PROBLEM TO WORK ON: Rewrite all the rows below with "segmenter" swapped for "labeling tool" and every other part left as it is. Omit the pictures from your answer.

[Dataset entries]

☆ ☆ ☆

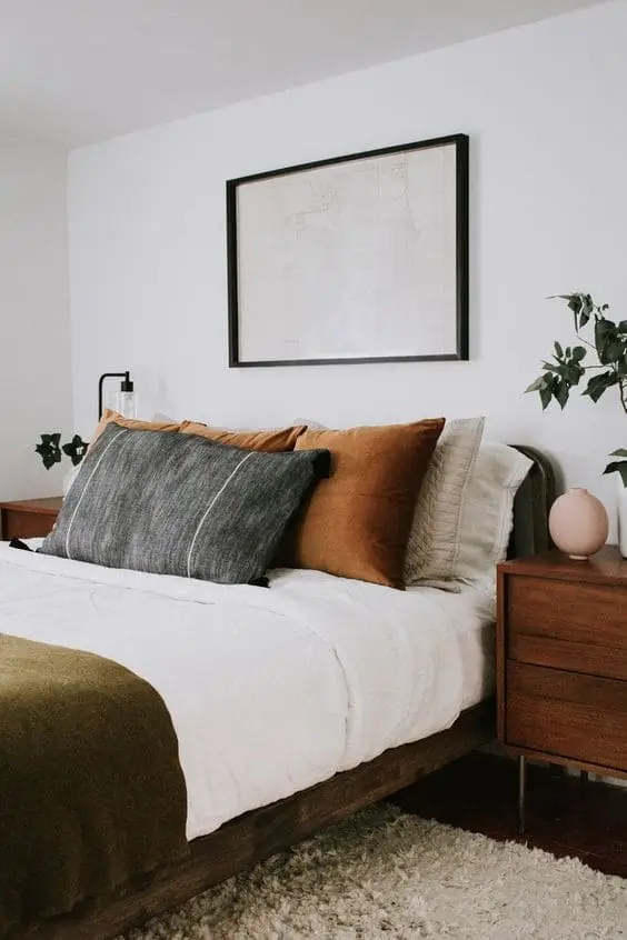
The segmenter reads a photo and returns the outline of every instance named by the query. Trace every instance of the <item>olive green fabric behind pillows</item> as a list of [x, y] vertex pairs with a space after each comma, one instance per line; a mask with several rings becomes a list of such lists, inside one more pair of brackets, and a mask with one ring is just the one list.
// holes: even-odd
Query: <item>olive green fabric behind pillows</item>
[[317, 480], [325, 449], [261, 453], [110, 422], [41, 551], [225, 584], [259, 581]]
[[280, 562], [402, 589], [416, 498], [444, 426], [431, 418], [300, 434], [295, 453], [330, 450], [331, 474], [290, 527]]

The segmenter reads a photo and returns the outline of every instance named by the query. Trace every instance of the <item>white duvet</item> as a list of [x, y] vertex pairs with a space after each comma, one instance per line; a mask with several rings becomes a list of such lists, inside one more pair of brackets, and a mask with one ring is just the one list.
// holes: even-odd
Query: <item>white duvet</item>
[[226, 587], [0, 544], [1, 632], [108, 657], [162, 697], [188, 839], [449, 727], [480, 616], [472, 591], [317, 571]]

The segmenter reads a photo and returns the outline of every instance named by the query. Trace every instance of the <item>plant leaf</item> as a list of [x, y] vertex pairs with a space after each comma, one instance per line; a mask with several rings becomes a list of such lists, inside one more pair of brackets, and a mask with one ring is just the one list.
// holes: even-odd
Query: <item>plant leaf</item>
[[589, 293], [583, 293], [580, 297], [581, 307], [579, 312], [579, 329], [586, 326], [595, 309], [595, 302]]
[[553, 398], [553, 379], [540, 387], [540, 401], [543, 402], [543, 411], [549, 407]]
[[547, 376], [540, 376], [535, 382], [531, 382], [531, 384], [525, 389], [525, 394], [527, 394], [528, 391], [539, 391], [544, 386], [546, 386], [547, 380]]
[[566, 402], [568, 401], [568, 396], [570, 393], [570, 386], [564, 379], [558, 380], [556, 382], [556, 387], [554, 388], [553, 393], [556, 397], [559, 407], [564, 411], [564, 409], [566, 408]]
[[78, 467], [87, 453], [87, 444], [79, 434], [74, 434], [71, 441], [63, 444], [61, 449], [72, 461], [72, 467]]

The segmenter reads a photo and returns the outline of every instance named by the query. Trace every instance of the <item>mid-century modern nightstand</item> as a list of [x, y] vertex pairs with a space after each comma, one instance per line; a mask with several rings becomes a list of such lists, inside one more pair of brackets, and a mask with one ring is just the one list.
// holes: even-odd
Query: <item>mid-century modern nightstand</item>
[[498, 738], [525, 758], [627, 777], [627, 560], [558, 551], [498, 566]]
[[62, 497], [0, 502], [0, 539], [33, 539], [52, 529]]

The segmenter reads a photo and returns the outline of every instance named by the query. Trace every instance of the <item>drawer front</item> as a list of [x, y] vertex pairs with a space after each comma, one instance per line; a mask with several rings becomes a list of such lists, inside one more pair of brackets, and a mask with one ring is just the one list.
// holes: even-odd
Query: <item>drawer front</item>
[[28, 512], [23, 509], [1, 510], [2, 538], [9, 539], [34, 539], [47, 536], [56, 522], [57, 517], [52, 513]]
[[507, 579], [510, 659], [627, 680], [627, 588]]
[[627, 682], [507, 664], [506, 743], [627, 772]]

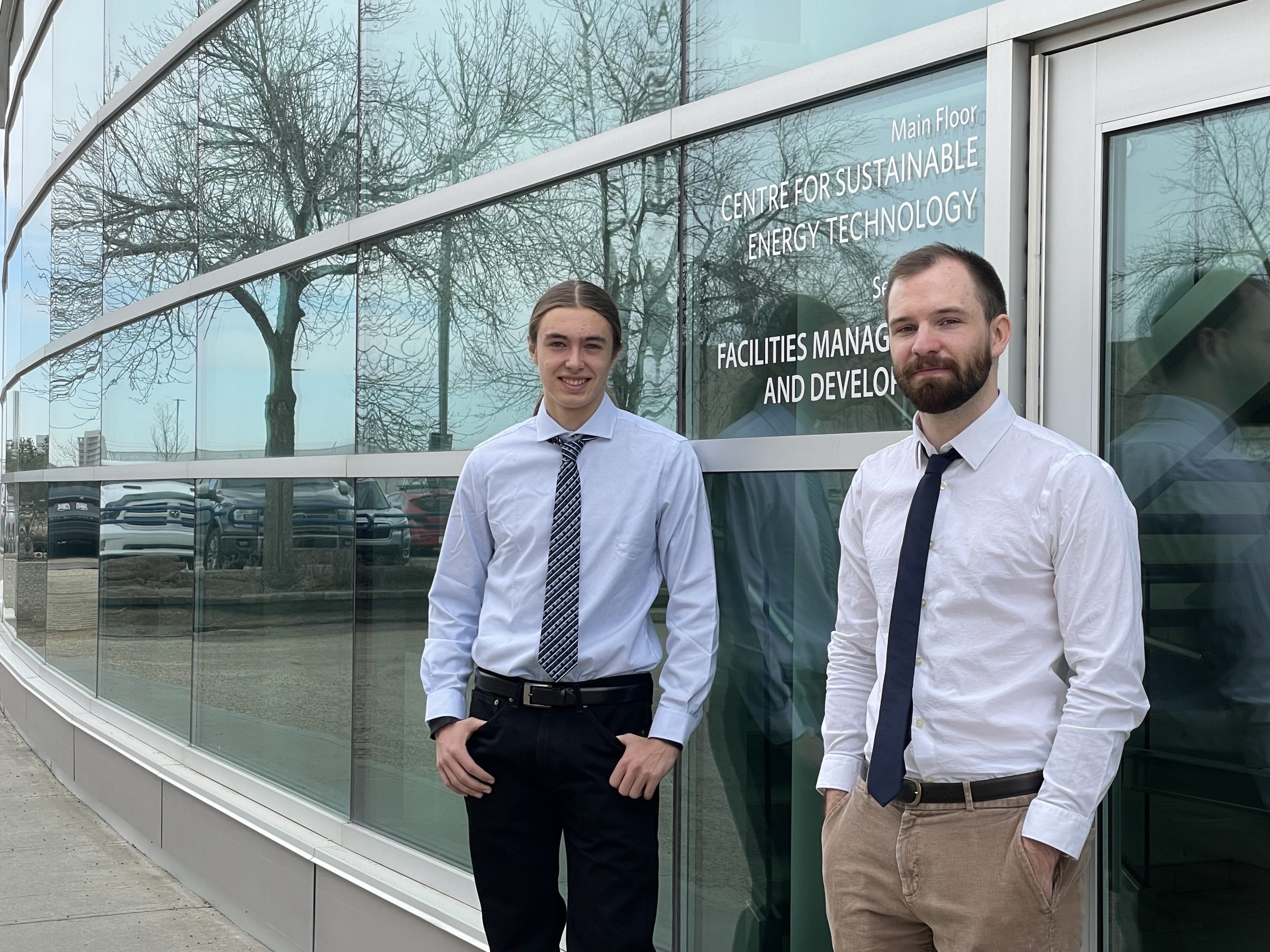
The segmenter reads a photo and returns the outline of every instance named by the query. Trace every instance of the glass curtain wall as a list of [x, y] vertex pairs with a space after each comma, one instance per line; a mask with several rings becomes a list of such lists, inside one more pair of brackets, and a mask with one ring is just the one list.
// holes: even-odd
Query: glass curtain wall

☆ ☆ ☆

EXPECTED OUTPUT:
The labeling tool reads a photo and returns the outline of every instance named by the query. Trace every instance of the <item>olive green fabric behind pillows</item> as a list of [x, y] vertex pairs with a space after each comma, one instance per line; a mask with several rings becomes a list of such lists, inside one more pair of brackets, and a mask with one ring is just the one list.
// holes: even-odd
Query: <item>olive green fabric behind pillows</item>
[[317, 480], [325, 449], [261, 453], [110, 422], [41, 551], [225, 584], [259, 581]]
[[280, 562], [402, 589], [416, 498], [444, 426], [431, 418], [300, 434], [295, 453], [330, 450], [331, 474], [290, 527]]

The labeling tool reads a photo and returns the outline of every instance named by the query. Trace every instance of the <item>white duvet</item> as a list of [x, y] vertex pairs with a space after each comma, one instance per line; a mask with several rings becomes a list of such lists, inside one more pair of brackets, and a mask with one ring is just the one list.
// holes: even-odd
Query: <item>white duvet</item>
[[226, 587], [0, 544], [1, 632], [108, 657], [162, 697], [188, 839], [449, 727], [480, 616], [472, 591], [317, 571]]

The labeling tool reads a photo and returns the outline of every instance named by the query. Trace every instance of the <item>plant leaf</item> as a list of [x, y] vertex pairs with a space after each comma, one instance per line; a mask with several rings becomes a list of such lists, inside one more pair of brackets, and a mask with one ring is just the one list.
// holes: even-odd
Query: <item>plant leaf</item>
[[589, 293], [583, 293], [580, 297], [581, 307], [579, 312], [579, 329], [586, 326], [595, 309], [595, 302]]
[[553, 398], [553, 379], [540, 387], [540, 401], [543, 402], [543, 411], [549, 407]]
[[547, 376], [540, 376], [535, 382], [531, 382], [531, 384], [525, 389], [525, 394], [527, 394], [528, 391], [539, 391], [544, 386], [546, 386], [547, 380]]
[[566, 402], [568, 401], [568, 396], [570, 393], [570, 386], [564, 379], [558, 380], [556, 382], [556, 387], [554, 388], [553, 393], [556, 397], [559, 407], [564, 411], [564, 409], [566, 408]]
[[78, 467], [87, 453], [87, 444], [79, 434], [74, 434], [71, 441], [63, 444], [61, 449], [72, 461], [72, 467]]

The labeling tool reads a photo and returns the outline of every instance named by the query. Trace every instance of the <item>mid-century modern nightstand</item> as a list of [x, y] vertex pairs with a space after each comma, one instance per line; a mask with several rings becomes a list of such lists, inside one more pair of brackets, and a mask with one ring is just the one list.
// holes: even-odd
Query: <item>mid-century modern nightstand</item>
[[498, 738], [525, 758], [627, 777], [627, 560], [558, 551], [498, 566]]
[[62, 497], [0, 502], [0, 539], [33, 539], [52, 529]]

The labeling tool reads a photo and returns the outline of every instance named by the query. Trace every instance of the <item>drawer front</item> as a list of [x, y] vertex pairs with a space after each comma, one instance per line; a mask with several rings becomes a list of such lists, inside one more pair of brackets, and a mask with one ring is just the one list.
// holes: even-odd
Query: <item>drawer front</item>
[[28, 512], [23, 509], [1, 510], [2, 538], [9, 539], [34, 539], [47, 536], [56, 522], [57, 517], [52, 513]]
[[507, 579], [510, 659], [627, 680], [627, 588]]
[[627, 682], [507, 664], [506, 743], [627, 772]]

The labeling tool reads a photo and returns the outline of every instance named by the query. Trace every instance of the glass curtain wall as a list of [x, y] vertex pairs with a space after each comma, one instance per line; a mask with several rings becomes a list of such lists, inside one more pair of brackets, and a mask with one ring is just the one list.
// holes: even-odd
Query: glass curtain wall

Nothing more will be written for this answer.